• What this task involves:
Starting at the line that contains "Find the green", return every line down to the end of the records below, exactly as written.
=== Raw data ===
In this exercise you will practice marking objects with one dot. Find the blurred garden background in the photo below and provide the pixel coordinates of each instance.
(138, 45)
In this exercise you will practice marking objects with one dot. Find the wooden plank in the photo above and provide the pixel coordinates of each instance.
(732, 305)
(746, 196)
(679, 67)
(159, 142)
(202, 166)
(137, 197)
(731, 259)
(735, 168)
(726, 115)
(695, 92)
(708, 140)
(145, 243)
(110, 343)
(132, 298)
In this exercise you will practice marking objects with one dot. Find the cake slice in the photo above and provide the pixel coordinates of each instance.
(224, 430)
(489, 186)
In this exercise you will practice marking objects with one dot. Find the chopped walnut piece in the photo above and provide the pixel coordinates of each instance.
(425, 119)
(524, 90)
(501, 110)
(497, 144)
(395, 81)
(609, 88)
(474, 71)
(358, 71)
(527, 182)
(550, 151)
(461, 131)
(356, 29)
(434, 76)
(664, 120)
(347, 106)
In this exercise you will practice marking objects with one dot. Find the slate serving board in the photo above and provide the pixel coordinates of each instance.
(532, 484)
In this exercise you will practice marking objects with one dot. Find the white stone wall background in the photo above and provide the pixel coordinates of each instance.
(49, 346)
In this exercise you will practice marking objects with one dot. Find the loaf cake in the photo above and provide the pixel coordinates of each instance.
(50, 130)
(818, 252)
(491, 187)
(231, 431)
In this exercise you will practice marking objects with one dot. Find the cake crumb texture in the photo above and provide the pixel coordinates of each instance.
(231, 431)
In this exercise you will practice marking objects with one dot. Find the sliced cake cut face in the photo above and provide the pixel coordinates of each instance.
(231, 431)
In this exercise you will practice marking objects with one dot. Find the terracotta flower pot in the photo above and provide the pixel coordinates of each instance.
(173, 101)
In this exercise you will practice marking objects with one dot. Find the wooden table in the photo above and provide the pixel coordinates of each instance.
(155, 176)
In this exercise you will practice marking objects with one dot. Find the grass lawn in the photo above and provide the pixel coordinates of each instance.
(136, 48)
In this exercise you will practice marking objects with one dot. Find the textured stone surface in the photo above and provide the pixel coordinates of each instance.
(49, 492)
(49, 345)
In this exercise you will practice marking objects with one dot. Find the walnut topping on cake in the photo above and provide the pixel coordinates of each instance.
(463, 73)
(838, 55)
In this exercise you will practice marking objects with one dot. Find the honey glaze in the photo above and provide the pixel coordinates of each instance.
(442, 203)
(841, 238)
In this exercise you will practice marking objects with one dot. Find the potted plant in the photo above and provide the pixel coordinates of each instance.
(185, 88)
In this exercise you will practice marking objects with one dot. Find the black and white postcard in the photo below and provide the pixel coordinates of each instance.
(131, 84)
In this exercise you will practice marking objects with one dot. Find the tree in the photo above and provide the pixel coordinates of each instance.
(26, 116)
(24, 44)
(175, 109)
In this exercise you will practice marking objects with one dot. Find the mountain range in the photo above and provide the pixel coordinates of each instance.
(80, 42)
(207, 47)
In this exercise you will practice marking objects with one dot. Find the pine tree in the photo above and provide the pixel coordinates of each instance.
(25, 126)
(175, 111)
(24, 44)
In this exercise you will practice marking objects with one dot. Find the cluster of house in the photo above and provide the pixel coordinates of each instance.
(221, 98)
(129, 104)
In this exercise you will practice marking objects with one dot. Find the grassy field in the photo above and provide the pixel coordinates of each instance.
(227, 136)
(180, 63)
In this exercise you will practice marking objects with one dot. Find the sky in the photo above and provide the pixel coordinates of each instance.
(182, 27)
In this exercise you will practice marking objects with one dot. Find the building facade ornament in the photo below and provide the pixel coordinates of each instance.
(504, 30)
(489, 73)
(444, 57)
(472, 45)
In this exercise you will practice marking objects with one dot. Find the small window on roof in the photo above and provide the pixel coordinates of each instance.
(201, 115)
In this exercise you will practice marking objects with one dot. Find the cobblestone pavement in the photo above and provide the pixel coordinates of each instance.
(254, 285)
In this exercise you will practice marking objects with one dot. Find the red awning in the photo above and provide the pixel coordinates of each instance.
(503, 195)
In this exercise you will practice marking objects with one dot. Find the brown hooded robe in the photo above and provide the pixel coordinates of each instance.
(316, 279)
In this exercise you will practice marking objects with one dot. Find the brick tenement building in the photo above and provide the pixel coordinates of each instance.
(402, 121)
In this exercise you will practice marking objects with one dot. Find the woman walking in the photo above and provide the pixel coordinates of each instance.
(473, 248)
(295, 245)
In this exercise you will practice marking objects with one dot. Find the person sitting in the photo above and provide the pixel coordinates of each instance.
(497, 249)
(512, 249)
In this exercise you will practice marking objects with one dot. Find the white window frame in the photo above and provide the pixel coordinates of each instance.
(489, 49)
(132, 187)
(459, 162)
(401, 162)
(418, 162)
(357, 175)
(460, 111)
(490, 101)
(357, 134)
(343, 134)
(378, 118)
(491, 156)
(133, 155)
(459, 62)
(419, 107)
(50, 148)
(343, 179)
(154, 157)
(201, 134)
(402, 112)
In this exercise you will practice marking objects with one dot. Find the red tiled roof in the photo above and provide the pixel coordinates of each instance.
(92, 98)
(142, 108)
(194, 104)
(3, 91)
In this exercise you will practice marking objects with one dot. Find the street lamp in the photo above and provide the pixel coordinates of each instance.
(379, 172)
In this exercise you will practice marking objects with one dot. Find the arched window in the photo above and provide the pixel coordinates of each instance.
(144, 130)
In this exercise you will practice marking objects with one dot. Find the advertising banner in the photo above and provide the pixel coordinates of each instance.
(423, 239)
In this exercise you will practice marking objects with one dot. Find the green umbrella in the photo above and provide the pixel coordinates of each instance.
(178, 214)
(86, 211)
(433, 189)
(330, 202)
===
• Answer area:
In this exercise you will practice marking objects with one dot. Find the green umbrella in the photo above and provide the pixel coordinates of each instance.
(178, 214)
(86, 211)
(433, 189)
(330, 202)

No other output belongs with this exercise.